### PROBLEM DESCRIPTION
Return each line in the records below that contains the string "teal". Case counts.

### LISTED RECORDS
-- begin --

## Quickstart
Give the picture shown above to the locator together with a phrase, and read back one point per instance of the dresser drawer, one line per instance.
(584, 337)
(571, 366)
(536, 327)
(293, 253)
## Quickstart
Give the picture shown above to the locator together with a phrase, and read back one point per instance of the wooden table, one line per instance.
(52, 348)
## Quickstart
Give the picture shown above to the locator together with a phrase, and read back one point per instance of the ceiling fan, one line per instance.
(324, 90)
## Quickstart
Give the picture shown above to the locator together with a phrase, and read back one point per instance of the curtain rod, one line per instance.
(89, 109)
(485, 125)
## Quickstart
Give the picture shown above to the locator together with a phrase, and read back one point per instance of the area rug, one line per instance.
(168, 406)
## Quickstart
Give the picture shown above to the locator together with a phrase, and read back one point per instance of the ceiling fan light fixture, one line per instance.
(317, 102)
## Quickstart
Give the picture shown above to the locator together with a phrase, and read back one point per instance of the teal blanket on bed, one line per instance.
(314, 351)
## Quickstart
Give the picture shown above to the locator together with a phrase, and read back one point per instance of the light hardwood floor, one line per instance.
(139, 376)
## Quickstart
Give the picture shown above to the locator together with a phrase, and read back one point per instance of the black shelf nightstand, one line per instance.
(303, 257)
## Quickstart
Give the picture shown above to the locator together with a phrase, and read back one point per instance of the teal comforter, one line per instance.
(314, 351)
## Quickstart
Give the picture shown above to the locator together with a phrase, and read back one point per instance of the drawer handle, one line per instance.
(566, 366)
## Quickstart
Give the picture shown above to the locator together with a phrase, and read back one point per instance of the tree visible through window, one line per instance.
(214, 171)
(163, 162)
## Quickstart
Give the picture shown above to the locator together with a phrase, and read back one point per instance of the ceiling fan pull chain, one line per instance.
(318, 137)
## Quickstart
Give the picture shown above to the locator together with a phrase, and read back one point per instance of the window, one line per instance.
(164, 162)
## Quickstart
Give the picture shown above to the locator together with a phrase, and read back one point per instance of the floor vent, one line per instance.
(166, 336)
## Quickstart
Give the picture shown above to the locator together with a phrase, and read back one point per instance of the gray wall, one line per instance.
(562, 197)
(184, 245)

-- end --
-- begin --

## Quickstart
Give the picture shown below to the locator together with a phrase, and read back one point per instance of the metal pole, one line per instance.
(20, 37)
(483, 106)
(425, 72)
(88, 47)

-- end --
-- begin --

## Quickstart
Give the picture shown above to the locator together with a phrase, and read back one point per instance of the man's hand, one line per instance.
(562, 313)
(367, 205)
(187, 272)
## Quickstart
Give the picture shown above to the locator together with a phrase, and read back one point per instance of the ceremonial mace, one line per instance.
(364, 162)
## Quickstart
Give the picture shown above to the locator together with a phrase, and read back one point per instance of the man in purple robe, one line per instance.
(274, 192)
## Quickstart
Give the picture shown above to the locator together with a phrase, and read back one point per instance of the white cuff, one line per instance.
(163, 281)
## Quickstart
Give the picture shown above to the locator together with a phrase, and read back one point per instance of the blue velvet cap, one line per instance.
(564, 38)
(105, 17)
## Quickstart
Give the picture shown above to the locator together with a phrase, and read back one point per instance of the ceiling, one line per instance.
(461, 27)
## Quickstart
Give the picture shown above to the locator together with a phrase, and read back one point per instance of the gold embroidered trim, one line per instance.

-- end --

### COMPLETE RESPONSE
Give the picture shown above to the locator together with a phrase, and read back one point per instance of the teal blanket on bed, one line per instance.
Give the picture shown above to the locator together with a phrase, and read back one point per instance of the teal comforter, one line per instance.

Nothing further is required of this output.